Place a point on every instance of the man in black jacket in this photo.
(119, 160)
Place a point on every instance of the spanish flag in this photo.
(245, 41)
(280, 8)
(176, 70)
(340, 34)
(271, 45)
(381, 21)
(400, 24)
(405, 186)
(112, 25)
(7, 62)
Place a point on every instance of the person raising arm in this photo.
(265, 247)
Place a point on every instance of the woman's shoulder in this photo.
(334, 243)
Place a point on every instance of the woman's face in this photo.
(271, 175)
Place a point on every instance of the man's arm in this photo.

==

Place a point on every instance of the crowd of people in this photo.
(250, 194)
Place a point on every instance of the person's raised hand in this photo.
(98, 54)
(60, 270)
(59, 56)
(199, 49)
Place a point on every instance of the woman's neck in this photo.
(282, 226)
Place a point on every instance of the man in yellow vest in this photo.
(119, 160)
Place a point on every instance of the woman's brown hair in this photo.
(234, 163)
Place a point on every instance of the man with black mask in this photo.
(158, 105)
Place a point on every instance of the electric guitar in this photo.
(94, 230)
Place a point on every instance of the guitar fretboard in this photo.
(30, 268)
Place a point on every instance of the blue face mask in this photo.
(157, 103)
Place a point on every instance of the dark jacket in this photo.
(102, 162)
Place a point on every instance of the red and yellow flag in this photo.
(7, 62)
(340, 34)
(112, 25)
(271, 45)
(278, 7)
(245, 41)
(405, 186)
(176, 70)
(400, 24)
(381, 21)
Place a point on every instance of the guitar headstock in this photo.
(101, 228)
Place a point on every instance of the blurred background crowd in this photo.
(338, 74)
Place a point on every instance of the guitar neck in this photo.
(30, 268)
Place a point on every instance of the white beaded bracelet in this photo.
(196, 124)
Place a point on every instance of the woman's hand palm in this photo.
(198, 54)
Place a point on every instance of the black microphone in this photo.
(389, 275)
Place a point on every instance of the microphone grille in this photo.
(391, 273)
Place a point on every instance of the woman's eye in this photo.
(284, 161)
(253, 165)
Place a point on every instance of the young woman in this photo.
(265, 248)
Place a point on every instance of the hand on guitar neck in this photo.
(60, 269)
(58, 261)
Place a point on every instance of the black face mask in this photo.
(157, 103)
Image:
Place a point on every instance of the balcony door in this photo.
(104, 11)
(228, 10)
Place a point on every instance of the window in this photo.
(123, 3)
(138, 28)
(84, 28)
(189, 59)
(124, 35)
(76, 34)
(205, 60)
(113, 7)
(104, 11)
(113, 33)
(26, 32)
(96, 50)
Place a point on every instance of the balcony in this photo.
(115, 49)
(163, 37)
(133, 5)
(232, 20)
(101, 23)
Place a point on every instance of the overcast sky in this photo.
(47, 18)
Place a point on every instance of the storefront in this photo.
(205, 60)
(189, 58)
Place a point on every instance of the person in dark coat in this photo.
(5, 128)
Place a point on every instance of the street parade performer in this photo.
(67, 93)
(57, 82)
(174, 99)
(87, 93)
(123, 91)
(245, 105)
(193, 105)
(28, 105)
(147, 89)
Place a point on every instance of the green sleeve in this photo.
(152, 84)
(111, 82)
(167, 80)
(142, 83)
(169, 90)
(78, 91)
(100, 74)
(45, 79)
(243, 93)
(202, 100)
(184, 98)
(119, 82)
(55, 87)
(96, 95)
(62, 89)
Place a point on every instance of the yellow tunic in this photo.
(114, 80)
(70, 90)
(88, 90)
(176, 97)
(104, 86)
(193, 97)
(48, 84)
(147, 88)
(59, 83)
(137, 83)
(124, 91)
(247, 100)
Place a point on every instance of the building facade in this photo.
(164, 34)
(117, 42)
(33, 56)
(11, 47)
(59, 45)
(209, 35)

__Work required__. Show every line from the rows above that contains the word "crowd".

__Task solution__.
Place a point on every instance of the crowd of people in this photo.
Place a point on every instance of the blurred background crowd in this photo.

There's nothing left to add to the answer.